■ Problem statement
Continue the passage on options for managing joint pain from the point where it stops.

■ Document passage
#####
Your Options PDF Print E-mail
Friday, 23 October 2009 01:09
To better understand your options for managing joint pain we should first understand why we experience joint pain. Many different conditions can lead to joint pain and the most common of them are the following:
  1. Osteoarthrtis (OA), also called the "wear and tear arthritis", this usually effects people above 50 years old. After many years of using your joints the cartillages cushioning the ends of our joints literally wears away. When this happens bone rub to each other causing swelling and pain.
  2. Rheumatoid Arthritis  (RA), is an autoimmune disease that can affect multiple joints in the body. It usually starts at a younger age and women are morelikely to have it than men.
  3. Gout
  4. Post Traumatic Arthtritis. This type of arthritis years after injuring your joint.
Presently, osteoarthritis and many other diseases of the joint cannot be cured. The disease process in degenerative joint problems can be slowed down or modified and the pain can only be temporarily alleviated with various treatment. Eventually these forms of treament are not going to be helpful anymore and joint replacement may be necessary.

Your doctor will first try to diagnose and treat the condition that is causing your joint pain. The goal is to reduce pain and inflammation, and preserve joint function. Treatment options include:

Lifestyle Change

In early stages of osteoarthrtis lifestyle change may be all the treatment you need. If you are overweight, the first step is to decrease your weight. Studies shows that losing as little as 11 pounds can cut the risk of osteoarthritis by 50%.

Next, is to be involve in an exercise program or routine. Exercise improves mood and outlook, decrease pain and assist in maintaining a healthy weight. Exercising also allows us to maintain muscle coordination and strength which prevents fall related injuries and fractures. Your AOJR orthopedic doctor can make recomendations on which type of exercise has low impact on the affected joint but will  streghten the muscles around it. Sometime an appointment with a physical therapist is suggested.
#####
■ Stored data
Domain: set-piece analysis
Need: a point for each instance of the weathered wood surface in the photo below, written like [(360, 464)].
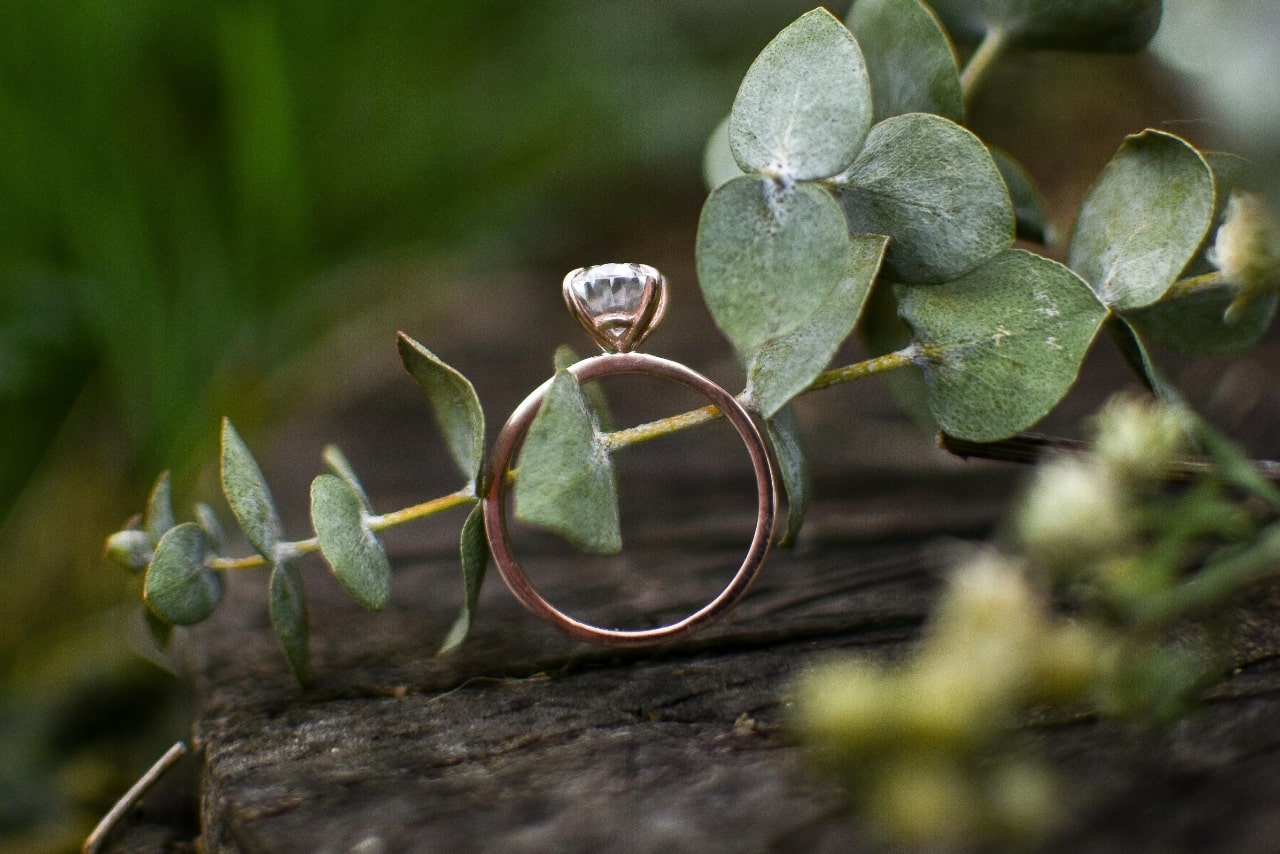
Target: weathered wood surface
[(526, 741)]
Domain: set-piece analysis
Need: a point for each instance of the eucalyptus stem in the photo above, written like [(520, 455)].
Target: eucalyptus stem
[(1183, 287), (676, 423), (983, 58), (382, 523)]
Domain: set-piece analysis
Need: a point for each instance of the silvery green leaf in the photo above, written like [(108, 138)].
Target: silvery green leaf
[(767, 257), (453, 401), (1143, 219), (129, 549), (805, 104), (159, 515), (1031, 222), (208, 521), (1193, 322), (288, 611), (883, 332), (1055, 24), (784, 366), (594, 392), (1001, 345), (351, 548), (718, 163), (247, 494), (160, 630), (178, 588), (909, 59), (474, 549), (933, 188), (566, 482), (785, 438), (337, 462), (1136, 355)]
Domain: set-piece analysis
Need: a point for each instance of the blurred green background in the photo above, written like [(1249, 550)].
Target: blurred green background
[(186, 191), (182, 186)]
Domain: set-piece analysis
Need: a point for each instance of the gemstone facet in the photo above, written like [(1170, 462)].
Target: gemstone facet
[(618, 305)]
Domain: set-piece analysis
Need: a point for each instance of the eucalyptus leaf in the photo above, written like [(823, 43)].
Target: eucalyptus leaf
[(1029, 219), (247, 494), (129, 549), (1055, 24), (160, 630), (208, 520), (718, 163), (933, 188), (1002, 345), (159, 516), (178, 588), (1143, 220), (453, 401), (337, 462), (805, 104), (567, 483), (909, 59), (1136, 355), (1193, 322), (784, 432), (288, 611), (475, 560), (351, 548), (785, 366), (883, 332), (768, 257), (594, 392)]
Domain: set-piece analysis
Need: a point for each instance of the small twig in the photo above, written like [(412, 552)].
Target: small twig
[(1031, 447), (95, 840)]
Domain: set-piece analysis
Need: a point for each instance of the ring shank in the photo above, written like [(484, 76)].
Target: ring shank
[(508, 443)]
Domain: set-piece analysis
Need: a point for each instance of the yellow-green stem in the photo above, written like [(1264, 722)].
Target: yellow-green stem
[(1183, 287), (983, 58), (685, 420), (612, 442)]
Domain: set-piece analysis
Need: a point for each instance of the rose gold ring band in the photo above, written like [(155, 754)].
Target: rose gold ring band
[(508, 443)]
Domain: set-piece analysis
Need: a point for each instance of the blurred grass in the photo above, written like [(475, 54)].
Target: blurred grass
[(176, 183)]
#####
■ Result below
During exercise make sure you are wearing shoes with extra protective padds or with rubber soles. Your doctor may even ask you to wear  braces  or joint supports. These materials not only feels comfortable it also prevent further damage to your joints. You may also want minimize wearing extra high heels, three-inch heel stresses your foot seven times more than a one-inch heel. In addition, heels put extra stress on your knees and may worsen your osteoarthritis.



After changing your lifestyle and you have not found relief, your doctor can give you oral and topical medication. Usually your doctor will start with anti-inflamatory drugs or analgesics for very mild pain or topical creams with methyl salicylate, depending on the intensity of pain.

nsaidFor patients (specially seniors) who are taking multiple medications for other conditions such as high blood pressure, the doctor should be the one to decide which painkiller to prescribe based on which is safest for you. Never self medicate. This is to prevent any complication with the other medicine you  are currently taking.  Always ask your docotor before taking any medicine even for over the counter drugs. If you want to change medication be sure to discuss all  the medications prescribed and non- prescribed you are currently taking.




For people who don't find joint pain relief from oral or topical medications, the doctor can inject a steroid medication (which may be combined with a local anesthetic) directly into the joint every three to four months. Steroid injections are most commonly used in patients with arthritis, joint disease, or inflammation.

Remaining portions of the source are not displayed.